STATED TASK => List every abbreviation written in capital letters that appears in the passage on surface creation and contour mapping below.

QUOTED TEXT =>
Here is a surface generated from the Pack Forest CFI plot centers using a Regularized Spline method. Red indicates low standing wood volume and green indicates high standing wood volume for conifer trees in 1994. Plot centers are also displayed here for illustration.

There are a number of different options for creating surfaces from point samples. If you need to perform surface interpolation from points, you should read the help documents thoroughly.


Mapping contours

If you have data representing a continuous surface, it is possible to create single contour lines for a given grid cell value, or to create a whole group of contour lines at a regular interval. This can be of value if you wish to create a contour map of any continuously changing surface. Although digital vector elevation contours are available for some USGS quad sheets, many areas of the state have not been digitized yet. However, we do have complete statewide coverage for DEMs. These DEMs can be used to create contour lines that can be added to maps.

(Data for bounding box labeling)
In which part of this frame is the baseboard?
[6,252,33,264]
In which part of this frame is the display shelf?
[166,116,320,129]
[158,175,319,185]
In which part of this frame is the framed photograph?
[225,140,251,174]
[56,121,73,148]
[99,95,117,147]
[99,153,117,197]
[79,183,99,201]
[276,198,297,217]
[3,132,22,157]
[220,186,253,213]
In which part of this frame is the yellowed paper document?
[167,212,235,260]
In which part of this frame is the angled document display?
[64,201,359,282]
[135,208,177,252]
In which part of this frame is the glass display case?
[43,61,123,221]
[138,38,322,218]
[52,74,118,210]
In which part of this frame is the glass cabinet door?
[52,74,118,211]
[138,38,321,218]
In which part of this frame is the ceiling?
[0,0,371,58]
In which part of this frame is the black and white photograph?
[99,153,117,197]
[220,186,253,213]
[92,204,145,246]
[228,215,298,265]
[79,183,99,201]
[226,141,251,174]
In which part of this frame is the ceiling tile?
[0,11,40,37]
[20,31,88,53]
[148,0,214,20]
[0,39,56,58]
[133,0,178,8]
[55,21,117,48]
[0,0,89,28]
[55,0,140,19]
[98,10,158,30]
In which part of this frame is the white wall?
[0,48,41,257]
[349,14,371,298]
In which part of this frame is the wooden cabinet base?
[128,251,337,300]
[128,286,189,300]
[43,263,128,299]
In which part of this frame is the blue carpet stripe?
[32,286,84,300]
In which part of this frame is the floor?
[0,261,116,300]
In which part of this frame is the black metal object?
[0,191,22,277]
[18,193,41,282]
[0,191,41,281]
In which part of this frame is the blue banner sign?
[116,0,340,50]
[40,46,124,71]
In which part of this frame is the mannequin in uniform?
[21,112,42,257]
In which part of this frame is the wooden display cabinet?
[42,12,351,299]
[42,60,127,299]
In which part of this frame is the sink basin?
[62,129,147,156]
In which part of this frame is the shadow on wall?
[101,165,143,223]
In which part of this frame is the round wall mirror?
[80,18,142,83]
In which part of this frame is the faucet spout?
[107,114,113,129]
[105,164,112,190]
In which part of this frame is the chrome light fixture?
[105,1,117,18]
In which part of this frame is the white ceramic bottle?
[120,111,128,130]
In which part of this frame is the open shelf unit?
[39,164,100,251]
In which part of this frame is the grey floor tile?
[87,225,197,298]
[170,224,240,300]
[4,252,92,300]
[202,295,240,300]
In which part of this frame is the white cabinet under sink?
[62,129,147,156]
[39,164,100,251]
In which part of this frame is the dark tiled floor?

WRITTEN RESPONSE => CFI, USGS, DEMs